## Start SUPPLIED TEXT

Boards of Canada are a Scottish electronic music duo consisting of brothers Michael Sandison and Marcus Eoin, formed initially as a group in 1986 before becoming a duo in the 1990s. Signing first to Skam followed by Warp Records in the 1990s, the duo subsequently received recognition following the release of their debut album Music Has the Right to Children on Warp in 1998. They followed with the critically acclaimed albums Geogaddi (2002), The Campfire Headphase (2005) and Tomorrow's Harvest (2013), but have remained reclusive and continue to rarely appear live.

The duo's work, largely influenced by outdated media and electronic music from the 1970s, incorporates vintage synthesizer tones, samples, analog equipment, and hip hop-inspired beats. It has been described by critics as exploring themes related to nostalgia, as well as childhood memory, science, environmental concerns and esoteric subjects. In 2012, Fact summarized them as "one of the best-known and best-loved electronic acts of the last two decades."

History

Early years (1986–1994)
Brothers Michael Sandison (born 1 June 1970) and Marcus Eoin (born Marcus Eoin Sandison, 21 July 1971) were brought up in Cullen, Moray on the north east coast of Scotland.
From 1979 to 1980 they lived in the Canadian city of Calgary while their father, who worked in construction, took part in the project to build the Saddledome. Both brothers attended the University of Edinburgh, where Michael studied music and Marcus studied artificial intelligence, though Marcus dropped out before completing his degree.

Growing up in a musical family, the brothers first played instruments at a young age. They experimented with recording techniques from around the age of 10, using tape machines to layer cut-up samples of found sounds over compositions of their own. In their teens they participated in a number of amateur bands. However, it was not until 1986 when Marcus was invited to join Mike's band that Boards of Canada was born. The band's name was inspired by the National Film Board of Canada (NFB), the government agency whose award winning documentary films and animation they had watched as children. Their first known release was Catalog 3, in 1987 on cassette tape, on the brothers' own label, Music70, while Boards of Canada was still a band (it was later repressed in 1997 on Compact Disc on the same label). By 1989, the band had been reduced to Mike and Marcus, and they released Acid Memories in the same year. Both albums have only been heard by the band's friends and family, except for a 24 second excerpt of "Duffy", released on the EHX website in the late 1990s. Acid Memories is the only early album the brothers have mentioned in interviews. Later, in the early 1990s, the band had a number of collaborations and the band put on small shows among the Hexagon Sun collective, along with the releases of albums Play By Numbers and Hooper Bay, both in 1994, which, similarly to Acid Memories, were only released to friends and family and had sub-1 minute excerpts of two songs ("Wouldn't You Like To Be Free" from Play By Numbers and "Circle" from Hooper Bay) released from both albums on the EHX website.

## End SUPPLIED TEXT

__JOB A__
Rewrite the stretch of the Boards of Canada text from "Brothers Michael Sandison (born" through "completing his degree.", changing "Calgary" to "Winnipeg".

## Start MATERIAL SUPPLIED

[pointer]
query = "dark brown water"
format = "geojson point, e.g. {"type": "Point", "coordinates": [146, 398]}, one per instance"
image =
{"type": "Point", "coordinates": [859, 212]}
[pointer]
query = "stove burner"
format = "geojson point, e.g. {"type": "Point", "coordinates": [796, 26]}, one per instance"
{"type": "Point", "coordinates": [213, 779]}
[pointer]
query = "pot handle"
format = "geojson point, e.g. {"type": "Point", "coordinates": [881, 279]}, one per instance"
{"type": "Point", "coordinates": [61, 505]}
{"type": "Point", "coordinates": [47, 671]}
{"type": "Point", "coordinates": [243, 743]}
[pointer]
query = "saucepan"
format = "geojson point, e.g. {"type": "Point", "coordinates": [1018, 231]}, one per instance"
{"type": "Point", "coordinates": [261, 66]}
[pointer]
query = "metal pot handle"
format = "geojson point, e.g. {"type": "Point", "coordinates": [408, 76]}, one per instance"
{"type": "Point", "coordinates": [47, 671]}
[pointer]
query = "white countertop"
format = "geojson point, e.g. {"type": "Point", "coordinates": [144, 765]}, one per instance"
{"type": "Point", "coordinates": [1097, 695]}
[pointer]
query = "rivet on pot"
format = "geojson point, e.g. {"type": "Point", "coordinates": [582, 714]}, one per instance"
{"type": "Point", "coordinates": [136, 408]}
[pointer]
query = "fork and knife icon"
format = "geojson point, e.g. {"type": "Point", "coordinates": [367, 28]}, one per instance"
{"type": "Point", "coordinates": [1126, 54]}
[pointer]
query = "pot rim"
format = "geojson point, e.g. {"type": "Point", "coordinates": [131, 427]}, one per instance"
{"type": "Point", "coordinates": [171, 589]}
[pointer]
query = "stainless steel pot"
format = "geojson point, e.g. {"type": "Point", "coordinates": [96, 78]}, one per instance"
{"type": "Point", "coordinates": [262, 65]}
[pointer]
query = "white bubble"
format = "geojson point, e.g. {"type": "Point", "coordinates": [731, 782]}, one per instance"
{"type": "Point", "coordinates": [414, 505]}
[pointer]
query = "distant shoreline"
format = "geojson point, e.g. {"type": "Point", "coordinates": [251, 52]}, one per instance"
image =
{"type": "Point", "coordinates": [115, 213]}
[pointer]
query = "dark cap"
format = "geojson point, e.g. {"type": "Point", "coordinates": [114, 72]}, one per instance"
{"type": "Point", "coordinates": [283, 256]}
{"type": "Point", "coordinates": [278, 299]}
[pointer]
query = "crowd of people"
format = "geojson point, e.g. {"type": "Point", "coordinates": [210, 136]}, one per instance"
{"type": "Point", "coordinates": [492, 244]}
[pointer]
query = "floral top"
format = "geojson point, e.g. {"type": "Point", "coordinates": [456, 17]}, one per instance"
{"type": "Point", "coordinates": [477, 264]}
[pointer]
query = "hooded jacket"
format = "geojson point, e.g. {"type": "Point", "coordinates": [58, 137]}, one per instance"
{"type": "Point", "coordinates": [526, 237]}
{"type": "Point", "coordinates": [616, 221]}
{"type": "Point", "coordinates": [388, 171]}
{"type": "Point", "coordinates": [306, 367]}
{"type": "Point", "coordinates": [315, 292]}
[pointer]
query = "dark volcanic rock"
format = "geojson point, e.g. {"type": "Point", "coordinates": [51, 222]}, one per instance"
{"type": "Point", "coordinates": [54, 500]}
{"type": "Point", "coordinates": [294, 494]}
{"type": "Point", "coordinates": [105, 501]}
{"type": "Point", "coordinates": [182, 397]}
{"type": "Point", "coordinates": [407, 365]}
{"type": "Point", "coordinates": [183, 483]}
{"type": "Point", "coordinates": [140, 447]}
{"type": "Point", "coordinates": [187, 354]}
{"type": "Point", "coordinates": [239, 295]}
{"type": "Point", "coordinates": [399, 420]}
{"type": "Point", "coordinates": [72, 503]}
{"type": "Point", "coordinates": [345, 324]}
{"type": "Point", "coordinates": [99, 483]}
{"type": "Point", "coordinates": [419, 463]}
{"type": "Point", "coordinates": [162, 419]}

## End MATERIAL SUPPLIED

__JOB B__
Copy out every row that contains the string "white". Case counts.

__OUTPUT A__
Brothers Michael Sandison (born 1 June 1970) and Marcus Eoin (born Marcus Eoin Sandison, 21 July 1971) were brought up in Cullen, Moray on the north east coast of Scotland.
From 1979 to 1980 they lived in the Canadian city of Winnipeg while their father, who worked in construction, took part in the project to build the Saddledome. Both brothers attended the University of Edinburgh, where Michael studied music and Marcus studied artificial intelligence, though Marcus dropped out before completing his degree.

__OUTPUT B__
query = "white countertop"
query = "white bubble"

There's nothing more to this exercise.